* _Exercise_
Rewrite the column on regulatory costs from "General Motors also" up to and including "themselves: $80 billion annually.", replacing "regulations" with "rules" throughout that passage.
— start of Article —
Say you got a recall notice for your car. You’d naturally be alarmed, especially after reading that the problem involved Federal Motor Vehicle Safety Standard No. 208 — “Occupant Crash Protection.”

Is something wrong with the brakes? The air bags? The seat belts?

Nope. You know the airbag warning label on the sun visor? It might peel. That’s why you have to bring your vehicle in.

You may scoff, but this hypothetical is something that actually happened to tens of thousands of owners of Chevy Camaros (model years 2013 and 2014).

General Motors also had to issue a stop delivery order to dealers, notes Diane Katz, a research fellow at the Heritage Foundation, and instruct them to inspect the label on each sun visor. If the label was prone to peeling, the entire visor had to be replaced.

I bring this up as an example of the real-world impact of regulations. We don’t always see it, but they exact a cost. And according to a new report from Heritage, that cost is growing, along with the number of regulations themselves.

Ms. Katz and James Gattuso, a Heritage senior research fellow, found that 27 new major rules were added last year, for a total of 184 over the first six years of the Obama administration. Total cost, as estimated by the regulators themselves: $80 billion annually.

That’s “billion” with a “b.” Twelve zeros. To count from 1 to 1 billion by ones would take 95 years. With $1 billion, you could buy more than 32 million new cars. A “human tower” of 1 billion kids could reach past the moon.

Now multiply that amount times 80. That’s the cost, in one year alone, of the Obama-era regulations we’re discussing here.
— end of Article —
— start of Given data —
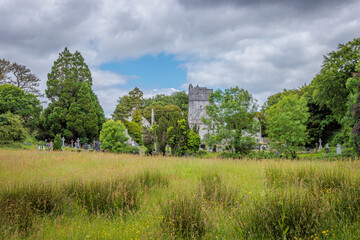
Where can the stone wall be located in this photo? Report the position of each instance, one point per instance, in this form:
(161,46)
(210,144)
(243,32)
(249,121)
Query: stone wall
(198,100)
— end of Given data —
* _The solution_
General Motors also had to issue a stop delivery order to dealers, notes Diane Katz, a research fellow at the Heritage Foundation, and instruct them to inspect the label on each sun visor. If the label was prone to peeling, the entire visor had to be replaced.

I bring this up as an example of the real-world impact of rules. We don’t always see it, but they exact a cost. And according to a new report from Heritage, that cost is growing, along with the number of rules themselves.

Ms. Katz and James Gattuso, a Heritage senior research fellow, found that 27 new major rules were added last year, for a total of 184 over the first six years of the Obama administration. Total cost, as estimated by the regulators themselves: $80 billion annually.